In this tutorial we will explore how to test for normality using Python.

Table of contents


Introduction

In this tutorial we will perform Jarque-Bera test in Python, Kolmogorov-Smirnov test in Python, Anderson-Darling test in Python, and Shapiro-Wilk test in Python on a sample data of 52 observations on returns of Microsoft stock.

We will also compare the results of each test and mention their advantages and disadvantages.

To continue following this tutorial we will need the following Python libraries: pandas, numpy, matplotlib, seaborn, and scipy.

If you don’t have it installed, please open “Command Prompt” (on Windows) and install it using the following code:


pip install pandas
pip install numpy
pip install matplotlib
pip install seaborn
pip install scipy

Sample data for normality testing

In this article we will be working with weekly historical returns on Microsoft stock. Let’s consider the period between 01/01/2018 and 31/12/2018. This data can be easily downloaded from Yahoo! finance.

Go ahead and download the data in .csv format and save it in the same directory as the .py file with the code we will build.

Now that we have the data downloaded, let’s import it in Python and select the columns that have the date of observation and the closing price:


import pandas as pd

df = pd.read_csv('MSFT.csv')
df = df[['Date', 'Close']]

Displaying first few rows of the data with stock prices:


print(df.head(3))

We should get:

         Date      Close
0  2018-01-01  88.190002
1  2018-01-08  89.599998
2  2018-01-15  90.000000

As you will see, the file contains data on Microsoft stock price for 53 weeks. Now, we want to work with returns on the stock, not the price itself, so we will need to do a little bit of data manipulation:


df['diff'] = pd.Series(np.diff(df['Close']))

============================================================

Problem 1 |
Reproduce word for word the passage of the normality-testing tutorial starting at "In this tutorial we will explore" and ending at "advantages and disadvantages.".
The tutorial and the records have nothing to do with each other.

============================================================

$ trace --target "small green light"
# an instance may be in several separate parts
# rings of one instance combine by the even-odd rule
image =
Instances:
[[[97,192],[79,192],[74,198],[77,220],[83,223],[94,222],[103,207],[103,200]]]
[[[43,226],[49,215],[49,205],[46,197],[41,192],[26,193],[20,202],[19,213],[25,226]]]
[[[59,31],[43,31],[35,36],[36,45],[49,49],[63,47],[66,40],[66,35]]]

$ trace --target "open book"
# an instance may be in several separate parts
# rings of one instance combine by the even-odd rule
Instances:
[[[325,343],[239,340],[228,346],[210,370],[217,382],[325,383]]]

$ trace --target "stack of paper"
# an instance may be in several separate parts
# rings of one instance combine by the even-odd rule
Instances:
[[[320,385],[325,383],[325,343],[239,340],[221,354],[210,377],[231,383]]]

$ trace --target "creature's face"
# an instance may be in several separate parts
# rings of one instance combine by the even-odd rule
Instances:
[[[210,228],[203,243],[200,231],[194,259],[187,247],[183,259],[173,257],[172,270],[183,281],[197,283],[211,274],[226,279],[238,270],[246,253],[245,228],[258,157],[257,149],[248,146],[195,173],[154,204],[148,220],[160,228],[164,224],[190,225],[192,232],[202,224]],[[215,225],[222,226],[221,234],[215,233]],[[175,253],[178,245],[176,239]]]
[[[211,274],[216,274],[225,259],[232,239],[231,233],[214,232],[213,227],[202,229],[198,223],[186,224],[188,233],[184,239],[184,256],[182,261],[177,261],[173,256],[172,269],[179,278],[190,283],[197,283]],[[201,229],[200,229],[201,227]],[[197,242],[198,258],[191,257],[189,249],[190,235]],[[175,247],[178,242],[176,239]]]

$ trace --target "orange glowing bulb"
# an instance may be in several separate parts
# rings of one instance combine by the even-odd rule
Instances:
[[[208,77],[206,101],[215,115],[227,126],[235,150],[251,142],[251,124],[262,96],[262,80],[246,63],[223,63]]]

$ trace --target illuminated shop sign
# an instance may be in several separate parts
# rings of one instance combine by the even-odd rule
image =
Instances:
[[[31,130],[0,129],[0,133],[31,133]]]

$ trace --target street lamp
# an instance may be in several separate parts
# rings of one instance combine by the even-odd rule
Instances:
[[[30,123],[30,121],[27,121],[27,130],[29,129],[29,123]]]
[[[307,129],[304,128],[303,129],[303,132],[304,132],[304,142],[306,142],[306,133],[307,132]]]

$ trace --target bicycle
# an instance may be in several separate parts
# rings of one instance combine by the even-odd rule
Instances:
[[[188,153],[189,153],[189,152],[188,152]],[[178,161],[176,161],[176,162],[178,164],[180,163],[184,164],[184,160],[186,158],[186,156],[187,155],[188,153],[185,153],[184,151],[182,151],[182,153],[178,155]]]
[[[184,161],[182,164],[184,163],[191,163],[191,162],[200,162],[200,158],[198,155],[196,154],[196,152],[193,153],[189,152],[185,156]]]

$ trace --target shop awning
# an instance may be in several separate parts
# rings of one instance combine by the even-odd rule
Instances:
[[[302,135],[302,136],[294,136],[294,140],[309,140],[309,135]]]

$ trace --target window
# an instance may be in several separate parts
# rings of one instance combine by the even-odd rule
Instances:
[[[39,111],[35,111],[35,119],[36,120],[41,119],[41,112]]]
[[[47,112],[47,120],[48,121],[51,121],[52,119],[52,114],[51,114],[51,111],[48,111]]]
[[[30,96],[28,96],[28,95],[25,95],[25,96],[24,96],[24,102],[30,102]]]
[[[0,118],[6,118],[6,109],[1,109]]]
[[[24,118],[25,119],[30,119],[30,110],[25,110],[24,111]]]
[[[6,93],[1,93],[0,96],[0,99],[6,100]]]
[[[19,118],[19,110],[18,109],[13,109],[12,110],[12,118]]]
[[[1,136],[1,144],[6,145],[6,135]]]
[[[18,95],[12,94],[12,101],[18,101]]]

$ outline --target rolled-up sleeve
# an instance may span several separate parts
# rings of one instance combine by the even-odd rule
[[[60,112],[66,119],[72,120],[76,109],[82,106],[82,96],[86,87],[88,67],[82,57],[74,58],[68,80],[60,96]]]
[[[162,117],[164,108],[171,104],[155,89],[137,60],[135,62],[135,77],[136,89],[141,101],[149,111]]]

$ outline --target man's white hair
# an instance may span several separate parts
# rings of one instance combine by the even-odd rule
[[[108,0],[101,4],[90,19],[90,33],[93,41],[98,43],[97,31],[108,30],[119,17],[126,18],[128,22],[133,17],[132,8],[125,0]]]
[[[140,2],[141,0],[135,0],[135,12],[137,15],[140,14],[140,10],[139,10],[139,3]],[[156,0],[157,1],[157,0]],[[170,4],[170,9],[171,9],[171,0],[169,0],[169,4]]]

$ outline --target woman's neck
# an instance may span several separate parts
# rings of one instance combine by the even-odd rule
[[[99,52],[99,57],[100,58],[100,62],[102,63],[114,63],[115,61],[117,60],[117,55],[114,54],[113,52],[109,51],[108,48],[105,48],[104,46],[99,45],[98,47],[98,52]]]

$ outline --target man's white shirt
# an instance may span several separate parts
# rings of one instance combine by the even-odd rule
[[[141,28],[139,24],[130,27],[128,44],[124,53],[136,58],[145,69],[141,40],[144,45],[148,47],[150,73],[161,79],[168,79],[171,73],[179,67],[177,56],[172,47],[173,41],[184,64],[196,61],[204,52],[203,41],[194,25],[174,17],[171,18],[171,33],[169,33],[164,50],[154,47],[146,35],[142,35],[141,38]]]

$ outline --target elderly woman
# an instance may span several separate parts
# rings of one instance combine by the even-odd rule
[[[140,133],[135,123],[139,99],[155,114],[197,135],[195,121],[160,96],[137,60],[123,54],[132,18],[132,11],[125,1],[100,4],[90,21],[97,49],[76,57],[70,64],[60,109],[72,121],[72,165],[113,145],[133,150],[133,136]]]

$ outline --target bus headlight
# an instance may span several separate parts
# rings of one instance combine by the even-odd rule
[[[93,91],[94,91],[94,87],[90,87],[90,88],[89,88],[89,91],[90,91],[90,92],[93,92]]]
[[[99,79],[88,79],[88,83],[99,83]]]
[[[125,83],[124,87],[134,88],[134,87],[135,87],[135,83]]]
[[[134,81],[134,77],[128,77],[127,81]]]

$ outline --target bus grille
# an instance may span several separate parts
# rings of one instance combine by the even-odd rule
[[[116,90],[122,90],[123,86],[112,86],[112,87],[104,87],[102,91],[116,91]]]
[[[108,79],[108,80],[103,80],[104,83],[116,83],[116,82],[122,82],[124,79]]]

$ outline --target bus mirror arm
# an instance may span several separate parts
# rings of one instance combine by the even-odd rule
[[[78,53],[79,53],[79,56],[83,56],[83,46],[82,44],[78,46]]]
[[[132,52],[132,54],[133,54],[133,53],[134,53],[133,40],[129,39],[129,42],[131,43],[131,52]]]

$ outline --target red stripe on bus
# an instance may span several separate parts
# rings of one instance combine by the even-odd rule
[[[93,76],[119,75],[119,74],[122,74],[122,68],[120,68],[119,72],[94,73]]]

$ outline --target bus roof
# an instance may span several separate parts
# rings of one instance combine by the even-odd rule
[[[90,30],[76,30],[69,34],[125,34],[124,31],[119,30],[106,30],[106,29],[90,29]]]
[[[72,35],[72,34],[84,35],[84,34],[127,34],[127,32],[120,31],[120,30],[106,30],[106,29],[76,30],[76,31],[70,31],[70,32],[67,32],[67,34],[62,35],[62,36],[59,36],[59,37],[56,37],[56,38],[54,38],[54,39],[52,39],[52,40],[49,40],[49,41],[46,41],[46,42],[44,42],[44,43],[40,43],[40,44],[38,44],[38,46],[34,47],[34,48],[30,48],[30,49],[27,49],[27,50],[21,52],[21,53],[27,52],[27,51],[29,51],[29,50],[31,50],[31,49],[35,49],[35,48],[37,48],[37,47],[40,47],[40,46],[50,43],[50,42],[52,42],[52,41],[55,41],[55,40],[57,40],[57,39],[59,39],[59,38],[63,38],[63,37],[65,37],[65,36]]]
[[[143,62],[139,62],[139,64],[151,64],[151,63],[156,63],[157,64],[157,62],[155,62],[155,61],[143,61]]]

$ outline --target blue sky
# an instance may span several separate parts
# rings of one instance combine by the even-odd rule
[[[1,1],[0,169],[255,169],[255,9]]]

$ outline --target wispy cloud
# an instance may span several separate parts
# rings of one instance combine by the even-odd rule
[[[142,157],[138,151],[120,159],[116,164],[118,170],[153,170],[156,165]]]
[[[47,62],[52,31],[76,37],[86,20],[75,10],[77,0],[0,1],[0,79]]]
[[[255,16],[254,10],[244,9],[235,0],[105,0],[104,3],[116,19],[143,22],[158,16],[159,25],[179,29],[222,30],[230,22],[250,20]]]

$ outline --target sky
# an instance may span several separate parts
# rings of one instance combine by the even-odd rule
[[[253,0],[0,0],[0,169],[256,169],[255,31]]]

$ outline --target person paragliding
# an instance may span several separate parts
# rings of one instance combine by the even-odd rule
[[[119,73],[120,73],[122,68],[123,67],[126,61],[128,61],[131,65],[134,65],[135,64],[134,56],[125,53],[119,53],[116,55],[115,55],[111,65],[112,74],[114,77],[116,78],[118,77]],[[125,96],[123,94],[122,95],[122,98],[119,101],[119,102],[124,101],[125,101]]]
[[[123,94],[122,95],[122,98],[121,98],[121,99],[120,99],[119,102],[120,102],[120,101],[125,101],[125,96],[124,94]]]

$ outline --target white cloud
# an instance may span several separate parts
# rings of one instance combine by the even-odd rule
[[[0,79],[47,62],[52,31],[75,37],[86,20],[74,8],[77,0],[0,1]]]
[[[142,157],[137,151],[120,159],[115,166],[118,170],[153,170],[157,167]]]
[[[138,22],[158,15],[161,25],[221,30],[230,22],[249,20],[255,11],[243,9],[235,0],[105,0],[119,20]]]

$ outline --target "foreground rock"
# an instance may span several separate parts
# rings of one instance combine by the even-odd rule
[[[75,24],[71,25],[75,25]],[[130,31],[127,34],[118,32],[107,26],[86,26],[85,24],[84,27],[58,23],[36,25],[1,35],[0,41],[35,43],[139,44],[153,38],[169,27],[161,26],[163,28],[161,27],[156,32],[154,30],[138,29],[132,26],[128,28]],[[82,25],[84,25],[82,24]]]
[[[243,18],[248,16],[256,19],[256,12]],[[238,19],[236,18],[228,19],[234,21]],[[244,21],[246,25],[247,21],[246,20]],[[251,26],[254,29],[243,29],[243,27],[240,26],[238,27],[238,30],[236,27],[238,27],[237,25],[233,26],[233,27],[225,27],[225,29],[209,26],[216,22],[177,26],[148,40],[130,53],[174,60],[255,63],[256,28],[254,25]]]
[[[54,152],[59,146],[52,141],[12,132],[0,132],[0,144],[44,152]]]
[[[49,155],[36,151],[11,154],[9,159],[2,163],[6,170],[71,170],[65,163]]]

============================================================

Problem 2 |
Count the lines in the records that contain the string "cloud", and reply with only that number.

Complete response 1 |
In this tutorial we will explore how to test for normality using Python.

Table of contents


Introduction

In this tutorial we will perform Jarque-Bera test in Python, Kolmogorov-Smirnov test in Python, Anderson-Darling test in Python, and Shapiro-Wilk test in Python on a sample data of 52 observations on returns of Microsoft stock.

We will also compare the results of each test and mention their advantages and disadvantages.

Complete response 2 |
2